• Compiti scritti:
1/ Nell'articolo su The Boys, chi guida adesso la squadra che un tempo era capitanata da Billy Butcher?
2/ Scrivi il seguito dell'articolo su The Boys, partendo subito dopo l'ultima frase.

• Testo scelto:
□ □ □ □

Antony Starr in una scena di The Boys 4
Antony Starr in una scena di The Boys 4. Courtesy of Prime Video

QUESTO ARTICOLO CONTIENE SPOILER SULLA QUARTA STAGIONE DI THE BOYS

Quando nel 2019 chiesero a Garth Ennis, co-autore e sceneggiatore dei fumetti di The Boys, perché la prima stagione dello show televisivo avesse ottenuto un simile successo, lui rispose che era per la sua capacità di rispecchiare il mondo reale. In particolare, «la sensazione che tutti siano sporchi, e che l’unica domanda sia se preferire uno status quo abbastanza corrotto o un mondo del tutto nuovo ma pericolosamente folle. Se vuoi un mondo pre o post 2016».

Il 2016 era l’anno dello shock collettivo chiamato vittoria (per molti a sorpresa) di Donald Trump alle Presidenziali americane. A dimostrazione che l’obiettivo della trasposizione di Eric Kripke era già chiaro. Ma oggi, nel 2024, dopo una quarta annata che ha nuovamente spiazzato e fatto discutere, persino i più distratti si sono dovuti arrendere all’evidenza: The Boys è una serie politica, ed è la satira (definitiva) degli USA contemporanei, in cui il bivio di cui parlava Ennis c’è ancora, più allarmante che mai.

Le nuove puntate sulle gesta dei supereroi meno eroici di sempre (combattuti dai meno rassicuranti tra gli agenti governativi) hanno confermato che la creatura targata Amazon (perfetto paradosso da capitalismo postmoderno) è uno dei prodotti più significativi del panorama seriale di oggi. E ciò malgrado questi 8 episodi presentino molti limiti, soprattutto di scrittura, rispetto ai precedenti. Ma la sua grandezza è (ancora) tutta nella sua capacità di cogliere, alla sua consueta maniera brutale e sopra le righe, le linee di tensione sempre più incandescenti su cui danza la società statunitense e, di riflesso, l’intero Occidente contemporaneo.

United States of Patriota

The Boys 4, nel bene e nel male, è “Patriota-centrica”. Dietro la sua apparenza corale, e a dispetto del titolo riferito alla squadra un tempo capitanata da Billy Butcher/Karl Urban (e ora, tra difficoltà e indecisioni, da LM/Laz Alonso), il potentissimo e disturbato super-essere affidato alla verve di Antony Starr è il vero, assoluto protagonista. Non un protagonista positivo, naturalmente, e il fatto che tra gli spettatori della serie (in particolare Oltreoceano) ci sia chi fa il tifo per lui ci dice solo quanto gli autori abbiano svolto fin troppo bene il loro compito.

□ □ □ □

• Estratto dei dati:

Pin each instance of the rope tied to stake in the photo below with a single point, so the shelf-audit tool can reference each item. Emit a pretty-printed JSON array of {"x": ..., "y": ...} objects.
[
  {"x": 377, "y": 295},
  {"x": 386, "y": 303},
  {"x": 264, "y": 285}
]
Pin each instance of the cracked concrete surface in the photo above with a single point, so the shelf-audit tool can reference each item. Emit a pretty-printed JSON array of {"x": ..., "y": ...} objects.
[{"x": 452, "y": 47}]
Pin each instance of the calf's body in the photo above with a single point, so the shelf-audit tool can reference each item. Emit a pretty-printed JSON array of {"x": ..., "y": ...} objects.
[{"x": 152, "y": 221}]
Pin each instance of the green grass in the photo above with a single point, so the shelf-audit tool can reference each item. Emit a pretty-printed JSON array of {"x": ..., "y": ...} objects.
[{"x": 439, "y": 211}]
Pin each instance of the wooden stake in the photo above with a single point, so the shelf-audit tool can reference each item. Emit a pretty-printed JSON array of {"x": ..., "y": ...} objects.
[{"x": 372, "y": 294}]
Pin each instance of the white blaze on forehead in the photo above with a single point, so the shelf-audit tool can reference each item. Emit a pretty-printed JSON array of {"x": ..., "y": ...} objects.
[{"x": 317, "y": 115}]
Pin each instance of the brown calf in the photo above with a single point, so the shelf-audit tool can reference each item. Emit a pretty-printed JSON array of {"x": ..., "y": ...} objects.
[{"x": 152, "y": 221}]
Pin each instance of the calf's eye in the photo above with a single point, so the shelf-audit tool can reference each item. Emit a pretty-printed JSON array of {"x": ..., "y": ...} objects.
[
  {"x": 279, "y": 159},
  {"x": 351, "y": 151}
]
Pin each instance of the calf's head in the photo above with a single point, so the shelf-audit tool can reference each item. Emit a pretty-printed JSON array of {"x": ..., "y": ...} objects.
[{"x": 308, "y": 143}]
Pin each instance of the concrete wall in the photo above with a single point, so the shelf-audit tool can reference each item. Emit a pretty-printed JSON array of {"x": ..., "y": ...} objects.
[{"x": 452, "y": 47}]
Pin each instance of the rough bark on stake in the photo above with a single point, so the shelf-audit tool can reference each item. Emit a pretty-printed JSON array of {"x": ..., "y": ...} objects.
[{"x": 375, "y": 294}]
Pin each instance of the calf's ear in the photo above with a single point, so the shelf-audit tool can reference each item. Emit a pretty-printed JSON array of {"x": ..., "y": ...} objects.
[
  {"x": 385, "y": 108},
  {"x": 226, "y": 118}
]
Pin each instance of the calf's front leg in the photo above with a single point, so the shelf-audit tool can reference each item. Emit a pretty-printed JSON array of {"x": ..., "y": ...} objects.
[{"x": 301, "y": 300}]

□ □ □ □

• Elenco risposte:
1/ LM, interpretato da Laz Alonso.

2/
The Boys 4 Courtesy of Prime Video - 2
The Boys 4 Courtesy of Prime Video

Perché se questa è un’anti-epopea sull’America, Patriota è la quintessenza della nazione fondata nel 1776. Non come spesso si dipinge retoricamente, né come parte dei suoi cittadini avrebbero voluto o vorrebbero fosse, ma come, più tristemente e crudamente, è. Nel mix di fragilità interiore e violenza del personaggio, qui spinta a livelli inediti per lo show stesso (pensiamo all’agghiacciante “ritorno del Figliol prodigo” al contrario che è l’episodio 4×04), c’è la pericolosa contraddizione del Paese militarmente ed economicamente più forte sul pianeta. Dove la ricerca della felicità è un diritto ma non quello a cure gratuite, e un’arma da fuoco può finire con inquietante (e costituzionalmente garantita) facilità in mano a chi la usa per fare stragi nelle scuole o, perché no, attentare alla vita di un candidato alla Casa Bianca.

Patriota è tutto questo, è un bambino infelice col potere di scatenare un massacro, cresciuto tra abusi inenarrabili (del resto, all’origine degli USA come li conosciamo ci sono guerre civili, popoli sterminati e altri ridotti in schiavitù) e pronto a riversare la sua rabbia su chi percepisce come un ostacolo. La domanda ricorrente sul perché il personaggio non usi le sue capacità per spazzare via una volta per tutte i suoi nemici, se non l’umanità intera da cui è sempre più distaccato, sta appunto nel suo unico vero punto debole, la psiche, e segnatamente le emozioni. In questo, lo potremmo accostare al Dr. Manhattan di Watchmen, ancora più elevato a proprietà divine ma comunque soggetto alle oscillazioni di una coscienza irrisolta.

Come e più di Dr. Manhattan, Patriota non riesce a lasciarsi alle spalle il suo (disfunzionale quanto profondo) bisogno d’amore. Che non può essere colmato solo da un figlio poco convinto di volerlo emulare, ma necessita ancora di un riconoscimento da parte di quegli esseri umani percepiti come inferiori eppure irrinunciabili come “altro” (e spettatori) del proprio gigantesco sé. In fondo, come il Paese di cui è incarnazione, Patriota può superare e nullificare consapevolmente tutti i confini morali in nome della propria volontà di (onni)potenza, ma non può davvero rinunciare a qualcuno che, dall’esterno, lo veda e lo giustifichi come “il buono”.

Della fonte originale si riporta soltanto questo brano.